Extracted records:
Start of Block
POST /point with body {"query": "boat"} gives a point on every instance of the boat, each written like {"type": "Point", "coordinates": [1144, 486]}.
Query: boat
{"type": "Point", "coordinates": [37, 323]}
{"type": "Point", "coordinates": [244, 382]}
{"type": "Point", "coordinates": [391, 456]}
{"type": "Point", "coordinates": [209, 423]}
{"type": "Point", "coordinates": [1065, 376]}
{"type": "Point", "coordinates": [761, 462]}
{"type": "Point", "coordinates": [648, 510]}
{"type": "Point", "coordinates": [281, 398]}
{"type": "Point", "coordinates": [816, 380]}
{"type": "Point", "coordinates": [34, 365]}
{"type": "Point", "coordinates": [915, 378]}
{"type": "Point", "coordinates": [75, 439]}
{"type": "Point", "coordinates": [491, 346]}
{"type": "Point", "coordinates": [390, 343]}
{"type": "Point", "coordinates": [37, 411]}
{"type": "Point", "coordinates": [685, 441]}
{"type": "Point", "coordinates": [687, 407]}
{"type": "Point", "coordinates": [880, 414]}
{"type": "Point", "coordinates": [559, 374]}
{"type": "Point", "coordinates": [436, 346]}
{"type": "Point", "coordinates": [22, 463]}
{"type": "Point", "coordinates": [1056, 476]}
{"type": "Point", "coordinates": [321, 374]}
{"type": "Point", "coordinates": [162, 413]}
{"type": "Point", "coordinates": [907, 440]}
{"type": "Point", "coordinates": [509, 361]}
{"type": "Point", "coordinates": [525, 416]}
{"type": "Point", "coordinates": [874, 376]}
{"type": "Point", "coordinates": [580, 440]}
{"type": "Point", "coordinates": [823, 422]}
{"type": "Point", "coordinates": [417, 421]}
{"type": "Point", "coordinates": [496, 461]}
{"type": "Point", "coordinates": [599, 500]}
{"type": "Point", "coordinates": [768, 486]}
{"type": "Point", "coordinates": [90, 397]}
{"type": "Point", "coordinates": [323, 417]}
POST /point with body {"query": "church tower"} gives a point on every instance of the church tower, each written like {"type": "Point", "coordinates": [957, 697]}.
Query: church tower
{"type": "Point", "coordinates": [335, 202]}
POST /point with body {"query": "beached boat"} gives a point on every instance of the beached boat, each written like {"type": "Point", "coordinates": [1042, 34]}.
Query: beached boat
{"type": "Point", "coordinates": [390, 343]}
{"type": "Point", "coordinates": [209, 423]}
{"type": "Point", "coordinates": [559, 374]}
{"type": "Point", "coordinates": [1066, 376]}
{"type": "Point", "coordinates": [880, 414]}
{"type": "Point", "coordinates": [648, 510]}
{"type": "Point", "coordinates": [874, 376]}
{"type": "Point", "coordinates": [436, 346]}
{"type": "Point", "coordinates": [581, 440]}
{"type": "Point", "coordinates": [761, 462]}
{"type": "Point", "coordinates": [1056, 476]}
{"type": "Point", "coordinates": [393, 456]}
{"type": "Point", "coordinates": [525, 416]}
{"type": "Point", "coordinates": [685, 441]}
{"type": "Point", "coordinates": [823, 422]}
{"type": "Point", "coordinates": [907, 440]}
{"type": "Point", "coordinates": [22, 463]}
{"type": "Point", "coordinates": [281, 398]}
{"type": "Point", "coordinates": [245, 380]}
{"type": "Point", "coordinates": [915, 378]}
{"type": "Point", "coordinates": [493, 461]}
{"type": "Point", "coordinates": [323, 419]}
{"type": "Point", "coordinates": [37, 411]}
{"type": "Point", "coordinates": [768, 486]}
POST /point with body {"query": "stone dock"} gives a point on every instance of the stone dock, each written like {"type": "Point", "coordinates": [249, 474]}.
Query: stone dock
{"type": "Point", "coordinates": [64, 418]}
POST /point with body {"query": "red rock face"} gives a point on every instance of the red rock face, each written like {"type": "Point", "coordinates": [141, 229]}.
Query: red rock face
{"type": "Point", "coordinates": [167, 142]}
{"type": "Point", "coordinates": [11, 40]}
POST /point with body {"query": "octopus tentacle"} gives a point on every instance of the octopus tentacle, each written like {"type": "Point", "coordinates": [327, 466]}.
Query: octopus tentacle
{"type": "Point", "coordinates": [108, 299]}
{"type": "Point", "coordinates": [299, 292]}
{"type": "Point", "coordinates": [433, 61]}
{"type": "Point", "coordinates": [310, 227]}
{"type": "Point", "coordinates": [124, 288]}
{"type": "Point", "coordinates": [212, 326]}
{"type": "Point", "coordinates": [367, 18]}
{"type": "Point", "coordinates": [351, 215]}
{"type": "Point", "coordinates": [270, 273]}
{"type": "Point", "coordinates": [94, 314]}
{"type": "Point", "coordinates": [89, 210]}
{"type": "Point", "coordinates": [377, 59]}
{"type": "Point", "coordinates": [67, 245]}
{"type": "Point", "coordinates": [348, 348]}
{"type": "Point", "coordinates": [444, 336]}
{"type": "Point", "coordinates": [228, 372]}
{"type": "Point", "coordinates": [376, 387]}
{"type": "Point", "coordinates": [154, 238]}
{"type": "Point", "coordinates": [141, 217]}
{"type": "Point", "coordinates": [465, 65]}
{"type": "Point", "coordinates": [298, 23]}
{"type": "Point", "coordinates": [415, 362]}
End of Block
**WHAT IS REQUIRED:**
From the data above, gather every line that includes the word "body".

**ANSWER TO THIS TASK:**
POST /point with body {"query": "boat"} gives a point on every instance of the boat, each written like {"type": "Point", "coordinates": [1144, 486]}.
POST /point with body {"query": "church tower"} gives a point on every instance of the church tower, each written like {"type": "Point", "coordinates": [957, 697]}.
POST /point with body {"query": "beached boat"} gives a point on every instance of the beached boat, each written like {"type": "Point", "coordinates": [1042, 34]}.
POST /point with body {"query": "stone dock"} gives a point on every instance of the stone dock, each written like {"type": "Point", "coordinates": [249, 474]}.
POST /point with body {"query": "red rock face"} gives a point on every instance of the red rock face, each written like {"type": "Point", "coordinates": [141, 229]}.
POST /point with body {"query": "octopus tentacle"} gives a point on every instance of the octopus tentacle, each written like {"type": "Point", "coordinates": [327, 466]}.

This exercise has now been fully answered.